[Supplied text]:
Adding metadata and explicit tables
===================================

A better structure for a lexical dataset – or any dataset, really – is to
provide metadata. A CLDF dataset is described by a metadata file in JSON format.
You can write such a file by hand in any text editor, but lexedata comes with a
script that is able to guess some properties of the dataset and give you a
metadata file template. ::

    $ python -m lexedata.edit.add_metadata
    INFO:lexedata:CLDF freely understood the columns ['Comment', 'Form', 'ID', 'Language_ID', 'Parameter_ID'] in your forms.csv.
    INFO:lexedata:Column Cognateset_ID seems to be a http://cldf.clld.org/v1.0/terms.rdf#cognatesetReference column.
    INFO:lexedata:Also added column Segments, as expected for a FormTable.
    INFO:lexedata:Also added column Source, as expected for a FormTable.
    INFO:lexedata:FormTable re-written.

Lexedata has recognized the cognate judgement column correctly and
has added two new columns to the dataset for sources (so we can track the
origin of the data in a well-structured way) and for phonemic segmentation,
which is useful in particular when working with sound correspondences on a
segment-by-segment level. We will add segments in :ref:`a future section <segments>`.

With the new metadata file and the new columns, the dataset now looks like this::

    $ ls
    Wordlist-metadata.json
    bantu.xlsx
    forms.csv
    $ cldf validate Wordlist-metadata.json
    $ head Wordlist-metadata.json
    {
        "@context": [
            "http://www.w3.org/ns/csvw",
            {
                "@language": "en"
            }
        ],
        "dc:conformsTo": "http://cldf.clld.org/v1.0/terms.rdf#Wordlist",
        "dc:contributor": [
            "https://github.com/Anaphory/lexedata/blob/master/src/lexedata/edit/add_metadata.py"

[Short problem 1]:
Answer these questions from the lexedata walkthrough:
(a) In what format is the file that describes a CLDF dataset?
(b) Which two columns did the script add to the FormTable?
(c) What value does "@language" have in the metadata file?
[Short problem 2]: Carry the lexedata walkthrough forward from the point where it stops.
The items that follow play no part in this work.

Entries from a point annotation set
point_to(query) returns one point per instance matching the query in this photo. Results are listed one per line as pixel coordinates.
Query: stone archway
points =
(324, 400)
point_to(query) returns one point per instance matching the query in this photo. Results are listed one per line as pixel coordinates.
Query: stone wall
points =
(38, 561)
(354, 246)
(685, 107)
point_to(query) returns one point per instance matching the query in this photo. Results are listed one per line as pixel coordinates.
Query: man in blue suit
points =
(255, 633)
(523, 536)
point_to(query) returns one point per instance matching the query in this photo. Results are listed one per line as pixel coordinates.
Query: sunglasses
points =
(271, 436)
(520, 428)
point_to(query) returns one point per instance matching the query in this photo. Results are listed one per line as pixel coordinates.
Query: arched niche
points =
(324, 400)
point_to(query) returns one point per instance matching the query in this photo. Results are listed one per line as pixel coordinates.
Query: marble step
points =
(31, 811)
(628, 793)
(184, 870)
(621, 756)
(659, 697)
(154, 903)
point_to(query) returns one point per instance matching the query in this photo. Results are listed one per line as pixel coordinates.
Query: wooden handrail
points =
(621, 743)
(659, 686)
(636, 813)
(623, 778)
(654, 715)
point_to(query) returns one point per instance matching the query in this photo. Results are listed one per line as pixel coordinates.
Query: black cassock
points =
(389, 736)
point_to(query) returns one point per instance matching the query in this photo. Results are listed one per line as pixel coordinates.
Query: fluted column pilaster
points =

[Exercise output 1]:
(a) JSON.
(b) Segments and Source.
(c) "en".

[Exercise output 2]:
    $ head forms.csv
    ID,Language_ID,Parameter_ID,Form,Comment,Cognateset_ID,Segments,Source
    duala_all,Duala,all,ɓɛ́sɛ̃,,1,,
    duala_arm,Duala,arm,dia,,7,,
    duala_ashes,Duala,ashes,mabúdú,,17,,
    duala_bark,Duala,bark,bwelé,,23,,
    duala_belly,Duala,belly,dibum,,1,,
    duala_big,Duala,big,éndɛ̃nɛ̀,,1,,
    duala_bird,Duala,bird,inɔ̌n,,1,,
    duala_bite,Duala,bite,kukwa,,6,,
    duala_black,Duala,black,wínda,,21,,

The ``cldf validate`` script only outputs problems, so if it prints out nothing,
it means that the dataset conforms to the CLDF standard! That's a good starting
point to create a new commit. ::

    $ git add Wordlist-metadata.json
    $ git commit -m "Add metadata file"
    [main [...]] Add metadata file
     1 file changed, 84 insertions(+)
     create mode 100644 Wordlist-metadata.json

Now that we have a good starting point, we can start working with the data and
improving it. First, we change the template metadata file to include an actual
description of what most people might understand when we say “metadata”:
Authors, provenience, etc.

    ::

        {
            "@context": [
                "http://www.w3.org/ns/csvw",
                {
                    "@language": "en"
                }
            ],
            "dc:conformsTo": "http://cldf.clld.org/v1.0/terms.rdf#Wordlist",
            "dc:contributor": [
                "https://github.com/Anaphory/lexedata/blob/master/src/lexedata/edit/add_metadata.py"
            ],
            "dialect": {
                "commentPrefix": null
            },
            "tables": [
                {
                    "dc:conformsTo": "http://cldf.clld.org/v1.0/terms.rdf#FormTable",
                    "dc:extent": 1592,
                    "tableSchema": {
                        "columns": [
                            {
                                "datatype": {
                                    "base": "string",
                                    "format": "[a-zA-Z0-9_-]+"
                                },
                                "propertyUrl": "http://cldf.clld.org/v1.0/terms.rdf#id",
                                "required": true,
                                "name": "ID"
                            },
                            {
                                "dc:description": "A reference to a language (or variety) the form belongs to",
                                "dc:extent": "singlevalued",
                                "datatype": "string",
                                "propertyUrl": "http://cldf.clld.org/v1.0/terms.rdf#languageReference",
                                "required": true,
                                "name": "Language_ID"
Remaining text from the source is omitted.